(Data drawn from a collection)
— BEGIN —

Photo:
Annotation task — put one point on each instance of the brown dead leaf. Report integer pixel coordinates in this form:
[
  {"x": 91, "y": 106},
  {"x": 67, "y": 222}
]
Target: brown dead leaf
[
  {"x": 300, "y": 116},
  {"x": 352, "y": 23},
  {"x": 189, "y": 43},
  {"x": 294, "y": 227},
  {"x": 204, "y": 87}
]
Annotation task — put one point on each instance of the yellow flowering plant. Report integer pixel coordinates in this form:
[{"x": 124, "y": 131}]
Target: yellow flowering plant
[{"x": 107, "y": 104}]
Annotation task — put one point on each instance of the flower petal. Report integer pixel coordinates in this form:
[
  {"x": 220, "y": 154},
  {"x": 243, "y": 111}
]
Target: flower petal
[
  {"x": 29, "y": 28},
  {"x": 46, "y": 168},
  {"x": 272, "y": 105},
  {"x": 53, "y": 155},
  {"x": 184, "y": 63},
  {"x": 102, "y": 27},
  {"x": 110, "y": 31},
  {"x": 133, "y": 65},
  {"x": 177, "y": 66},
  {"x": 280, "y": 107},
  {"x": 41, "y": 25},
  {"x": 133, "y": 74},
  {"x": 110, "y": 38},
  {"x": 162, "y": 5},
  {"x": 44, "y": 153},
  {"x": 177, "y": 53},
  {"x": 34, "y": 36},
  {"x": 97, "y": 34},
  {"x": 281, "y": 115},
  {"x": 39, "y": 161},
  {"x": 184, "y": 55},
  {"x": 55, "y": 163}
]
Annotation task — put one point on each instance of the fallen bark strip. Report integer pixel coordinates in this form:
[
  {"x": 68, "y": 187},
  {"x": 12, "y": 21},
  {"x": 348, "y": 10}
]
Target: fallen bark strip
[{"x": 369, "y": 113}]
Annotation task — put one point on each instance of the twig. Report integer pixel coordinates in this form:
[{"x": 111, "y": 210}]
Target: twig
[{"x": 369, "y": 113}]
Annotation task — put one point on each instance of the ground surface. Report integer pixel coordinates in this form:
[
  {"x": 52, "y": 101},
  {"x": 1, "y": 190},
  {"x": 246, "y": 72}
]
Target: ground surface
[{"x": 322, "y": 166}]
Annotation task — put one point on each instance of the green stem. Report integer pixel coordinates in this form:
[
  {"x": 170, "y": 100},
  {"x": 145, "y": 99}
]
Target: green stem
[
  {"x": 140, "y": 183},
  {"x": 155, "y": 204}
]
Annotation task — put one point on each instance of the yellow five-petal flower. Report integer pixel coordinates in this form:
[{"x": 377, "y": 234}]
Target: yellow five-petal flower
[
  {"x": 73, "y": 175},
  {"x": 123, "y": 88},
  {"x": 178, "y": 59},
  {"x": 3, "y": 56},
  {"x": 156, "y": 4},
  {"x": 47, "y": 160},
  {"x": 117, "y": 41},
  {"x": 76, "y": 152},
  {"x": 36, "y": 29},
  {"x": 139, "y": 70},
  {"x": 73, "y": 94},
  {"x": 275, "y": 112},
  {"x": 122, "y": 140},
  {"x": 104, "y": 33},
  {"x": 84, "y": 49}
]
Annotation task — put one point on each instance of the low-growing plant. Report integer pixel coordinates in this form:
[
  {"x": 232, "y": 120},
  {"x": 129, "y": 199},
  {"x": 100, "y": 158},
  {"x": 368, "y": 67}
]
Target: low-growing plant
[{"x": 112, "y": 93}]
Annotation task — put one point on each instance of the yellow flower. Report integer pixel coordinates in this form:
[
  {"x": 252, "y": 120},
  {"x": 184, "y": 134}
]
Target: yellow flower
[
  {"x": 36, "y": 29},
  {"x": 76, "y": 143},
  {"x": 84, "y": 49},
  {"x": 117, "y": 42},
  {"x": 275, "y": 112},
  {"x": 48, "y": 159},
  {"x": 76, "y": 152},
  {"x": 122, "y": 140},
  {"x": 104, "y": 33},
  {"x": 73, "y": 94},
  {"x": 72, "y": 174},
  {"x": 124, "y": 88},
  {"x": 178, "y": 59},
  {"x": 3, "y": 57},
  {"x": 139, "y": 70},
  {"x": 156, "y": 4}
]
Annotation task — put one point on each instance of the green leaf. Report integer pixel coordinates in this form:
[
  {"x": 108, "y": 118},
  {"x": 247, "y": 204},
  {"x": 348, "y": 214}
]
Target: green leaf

— END —

→ **PROBLEM REQUIREMENTS**
Return a verbatim copy of the entries from the line containing "the green leaf." through the final line of the entries, including both ends.

→ **TASK RESULT**
Annotation task — put one point on each instance of the green leaf. Report integer pixel coordinates in this form:
[
  {"x": 108, "y": 118},
  {"x": 247, "y": 204},
  {"x": 348, "y": 214}
]
Target: green leaf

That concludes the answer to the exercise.